Items from a labeling collection:
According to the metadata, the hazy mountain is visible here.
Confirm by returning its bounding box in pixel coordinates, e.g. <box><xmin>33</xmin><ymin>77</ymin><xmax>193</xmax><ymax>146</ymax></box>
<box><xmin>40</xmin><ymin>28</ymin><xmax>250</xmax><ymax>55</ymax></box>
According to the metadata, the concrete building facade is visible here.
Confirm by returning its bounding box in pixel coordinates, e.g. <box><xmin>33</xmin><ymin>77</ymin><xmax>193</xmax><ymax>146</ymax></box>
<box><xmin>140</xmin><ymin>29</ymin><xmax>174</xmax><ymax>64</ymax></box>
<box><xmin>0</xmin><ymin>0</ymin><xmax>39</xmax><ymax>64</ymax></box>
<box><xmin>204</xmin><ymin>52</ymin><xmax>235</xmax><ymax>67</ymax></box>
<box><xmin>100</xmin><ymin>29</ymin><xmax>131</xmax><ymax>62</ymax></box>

Description of the task :: Please copy the items from the line containing "According to the metadata, the concrete" through the end of the items, requests included, and scale every bounding-box coordinate in the answers by 2.15, rounding to whole numbers with halves going up. Leave the requests and their sample boxes unchanged.

Right answer ::
According to the metadata, the concrete building facade is visible here.
Confirm by returning its bounding box in pixel coordinates, e.g. <box><xmin>33</xmin><ymin>77</ymin><xmax>193</xmax><ymax>146</ymax></box>
<box><xmin>301</xmin><ymin>62</ymin><xmax>374</xmax><ymax>138</ymax></box>
<box><xmin>0</xmin><ymin>0</ymin><xmax>84</xmax><ymax>138</ymax></box>
<box><xmin>439</xmin><ymin>112</ymin><xmax>505</xmax><ymax>144</ymax></box>
<box><xmin>215</xmin><ymin>62</ymin><xmax>282</xmax><ymax>133</ymax></box>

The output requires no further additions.